Their knowledge about all things bush-related, personal accounts of their experiences, charming demeanour and master-driving skills are what make the memories when you visit one of our luxury lodges.

At Thornybush we know that our field guides play an important role in helping our guests to fall in love with the wild ways of the bush. For this reason, we only employ the very best African ambassadors.

Here's what goes into making a field guide who is good enough for our guests at Thornybush Collection.

Becoming a Field Guide

It takes more than an abiding love of the bush to cut it as a field guide. You need courage, determination and a massive capacity for hard work. Receiving your certification takes dedication and years of study both in the field and behind the books. Individuals who set out on this career path need to earn a certification from a tertiary institution, some even have degrees in nature conservation.

Wherever you find plants and wild animals in South Africa, you will find field guides. Most guides work behind the scenes, seeing to the day to day care and monitoring of wildlife, plants and the environment, many are involved in anti-poaching initiatives and others focus only on education.

────────

» Task requirements
1. From the field guide passage, list every trait of the guides that it says makes the memories of a visit to the lodges.
2. Please write a continuation of the field guide passage, starting right after its final sentence.

» Given material
────────

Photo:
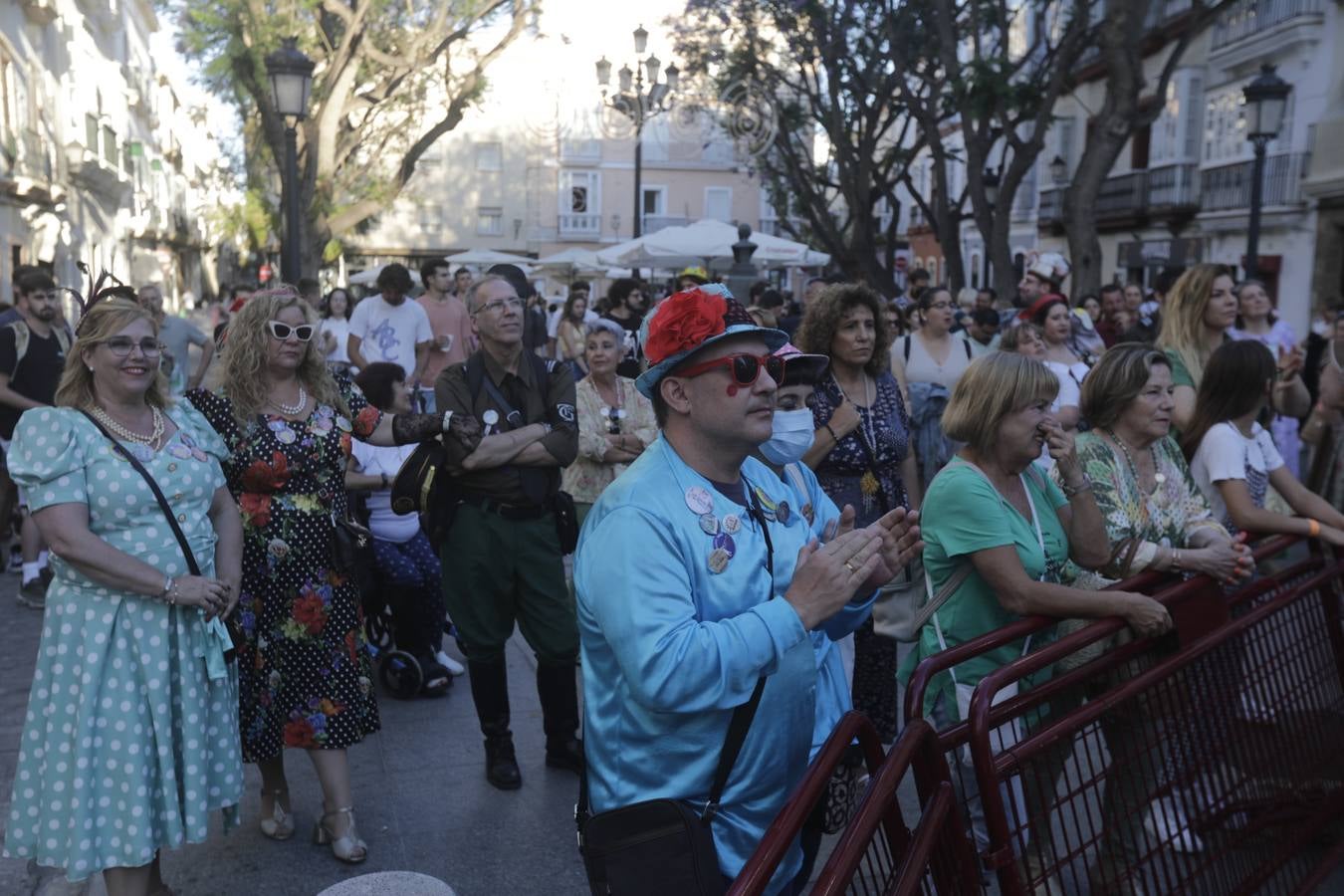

────────

» Answers to the exercise
1.
- Knowledge about all things bush-related
- Personal accounts of their experiences
- Charming demeanour
- Master-driving skills

2.
For every field guide you see during your African safari, there are many other unsung and unseen heroes of conservation, working tirelessly to defend our environment.

Where Do They Learn the Tricks of the Trade?

The Southern African Wildlife College, based in Hoedspruit is where most field guides go to study. There are universities which also offer field guide training, as well as a number of private schools and colleges.

The curriculum available to a prospective field guide is vast, with opportunities to specialise in every aspect of wildlife and environmental management as well as tourism. Many of the field guides at Thornybush started out by taking a course in tracking or field guiding and then furthered their studies once they had gained invaluable time on the ground, some started studying after leaving school.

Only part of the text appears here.